*Segmentation dataset records:*

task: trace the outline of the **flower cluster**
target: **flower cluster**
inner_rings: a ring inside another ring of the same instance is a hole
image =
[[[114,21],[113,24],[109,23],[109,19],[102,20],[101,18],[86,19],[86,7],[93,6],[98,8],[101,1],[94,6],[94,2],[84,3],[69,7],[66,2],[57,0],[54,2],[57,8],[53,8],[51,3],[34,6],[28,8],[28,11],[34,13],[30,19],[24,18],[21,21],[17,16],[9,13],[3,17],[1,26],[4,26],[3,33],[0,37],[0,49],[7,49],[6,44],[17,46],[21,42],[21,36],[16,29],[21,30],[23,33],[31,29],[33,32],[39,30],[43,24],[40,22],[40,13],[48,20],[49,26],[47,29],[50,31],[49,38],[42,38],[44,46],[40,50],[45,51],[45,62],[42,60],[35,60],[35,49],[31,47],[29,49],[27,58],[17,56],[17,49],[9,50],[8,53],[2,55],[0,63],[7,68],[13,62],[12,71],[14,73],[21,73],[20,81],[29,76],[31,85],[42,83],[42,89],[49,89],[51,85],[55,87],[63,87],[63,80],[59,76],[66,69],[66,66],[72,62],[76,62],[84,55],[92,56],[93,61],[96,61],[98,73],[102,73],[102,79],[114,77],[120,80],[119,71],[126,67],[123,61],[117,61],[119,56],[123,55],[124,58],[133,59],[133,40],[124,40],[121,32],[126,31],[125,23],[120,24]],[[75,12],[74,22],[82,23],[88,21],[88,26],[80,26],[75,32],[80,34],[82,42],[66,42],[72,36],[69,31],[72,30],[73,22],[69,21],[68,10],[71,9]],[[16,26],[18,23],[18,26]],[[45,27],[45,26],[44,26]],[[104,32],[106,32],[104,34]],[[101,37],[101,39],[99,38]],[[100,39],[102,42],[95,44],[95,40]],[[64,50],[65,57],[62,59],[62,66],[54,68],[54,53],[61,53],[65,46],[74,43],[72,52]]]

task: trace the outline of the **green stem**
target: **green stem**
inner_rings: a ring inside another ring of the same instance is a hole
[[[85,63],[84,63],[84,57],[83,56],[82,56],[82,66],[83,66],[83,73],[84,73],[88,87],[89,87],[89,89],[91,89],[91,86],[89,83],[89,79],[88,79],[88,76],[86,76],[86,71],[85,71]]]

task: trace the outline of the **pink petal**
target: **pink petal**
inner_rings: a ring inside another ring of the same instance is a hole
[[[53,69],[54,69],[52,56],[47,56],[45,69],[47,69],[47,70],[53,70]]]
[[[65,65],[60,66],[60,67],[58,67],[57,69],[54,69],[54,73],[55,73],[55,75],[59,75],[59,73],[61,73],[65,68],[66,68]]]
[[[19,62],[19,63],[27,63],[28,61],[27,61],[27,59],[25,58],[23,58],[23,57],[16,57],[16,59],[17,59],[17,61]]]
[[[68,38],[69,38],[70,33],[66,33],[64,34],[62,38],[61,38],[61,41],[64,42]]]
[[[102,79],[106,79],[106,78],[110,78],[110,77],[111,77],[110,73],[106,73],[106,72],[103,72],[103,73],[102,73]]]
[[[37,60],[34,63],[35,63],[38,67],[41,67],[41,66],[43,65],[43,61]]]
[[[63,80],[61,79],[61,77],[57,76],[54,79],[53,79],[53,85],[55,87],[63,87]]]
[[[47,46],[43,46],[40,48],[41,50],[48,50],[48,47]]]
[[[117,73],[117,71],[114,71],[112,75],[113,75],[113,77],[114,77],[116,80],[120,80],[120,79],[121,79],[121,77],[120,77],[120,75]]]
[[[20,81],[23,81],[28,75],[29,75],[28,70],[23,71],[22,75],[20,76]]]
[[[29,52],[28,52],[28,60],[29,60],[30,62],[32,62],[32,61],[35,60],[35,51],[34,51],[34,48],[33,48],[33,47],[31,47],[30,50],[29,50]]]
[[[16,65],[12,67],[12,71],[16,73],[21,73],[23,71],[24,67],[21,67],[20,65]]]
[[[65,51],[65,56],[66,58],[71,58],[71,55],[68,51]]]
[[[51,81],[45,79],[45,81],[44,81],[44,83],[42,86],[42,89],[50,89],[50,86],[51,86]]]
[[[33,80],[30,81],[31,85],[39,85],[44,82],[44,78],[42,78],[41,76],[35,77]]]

*What you need to do:* Please find each line in the listing that contains the word "petal" and copy those lines.

*Problem solution:*
task: trace the outline of the **pink petal**
target: **pink petal**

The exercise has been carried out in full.